Part of a data file
________________________________________

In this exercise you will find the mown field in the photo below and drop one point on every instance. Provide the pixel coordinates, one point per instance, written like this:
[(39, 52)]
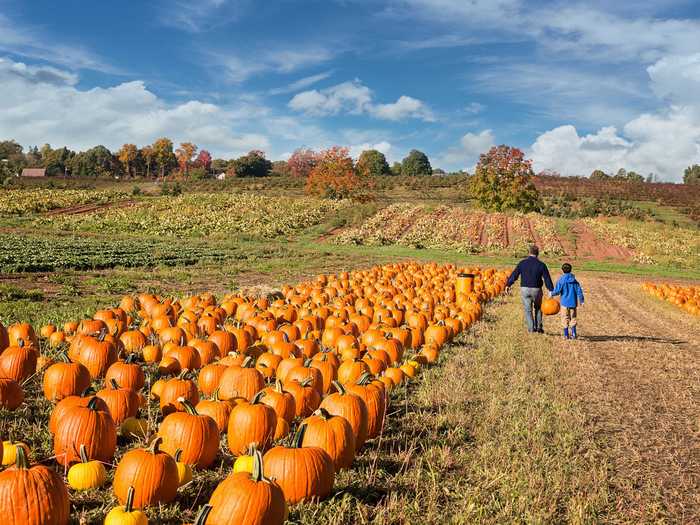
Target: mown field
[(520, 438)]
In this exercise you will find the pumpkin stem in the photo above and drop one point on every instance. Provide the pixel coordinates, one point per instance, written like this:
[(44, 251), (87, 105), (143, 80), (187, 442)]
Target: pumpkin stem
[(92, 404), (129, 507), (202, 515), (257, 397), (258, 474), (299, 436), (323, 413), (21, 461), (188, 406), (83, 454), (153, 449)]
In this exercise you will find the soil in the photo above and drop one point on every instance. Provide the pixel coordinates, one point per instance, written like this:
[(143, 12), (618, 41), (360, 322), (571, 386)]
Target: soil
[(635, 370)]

________________________________________

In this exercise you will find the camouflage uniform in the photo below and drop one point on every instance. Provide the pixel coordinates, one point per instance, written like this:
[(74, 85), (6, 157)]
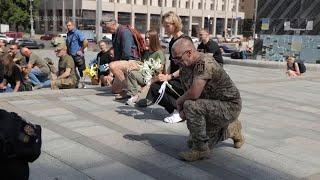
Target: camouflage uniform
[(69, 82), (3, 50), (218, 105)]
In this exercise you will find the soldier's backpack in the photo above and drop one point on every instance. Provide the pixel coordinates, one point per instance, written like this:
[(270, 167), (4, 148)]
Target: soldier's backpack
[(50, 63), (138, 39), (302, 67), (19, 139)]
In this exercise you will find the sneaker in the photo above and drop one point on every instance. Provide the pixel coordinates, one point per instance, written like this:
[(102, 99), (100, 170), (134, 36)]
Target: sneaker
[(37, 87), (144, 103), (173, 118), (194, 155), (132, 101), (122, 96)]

________________________________________

What you need to do:
Copy out the rows above once more, word for word, covering only the stretch from the line containing "In this exercise you will find the soldier's" through the line containing "101), (122, 96)]", both ends included.

Response below:
In this exercise you will find the soldier's backpack in the photo above and drop one point on every instance. Provide the pixel coordinates, one point per instance, written like this:
[(270, 167), (4, 148)]
Target: soldier's backpack
[(50, 63), (138, 39), (302, 67), (19, 139)]
In this exercise you will find the sneaker in the photo above and drop one point on every instance. Provide the pixel coordinates, one point per instance, written like this:
[(102, 99), (100, 170), (134, 36)]
Target: sneaker
[(37, 87), (144, 103), (173, 118), (194, 155), (132, 101), (122, 96)]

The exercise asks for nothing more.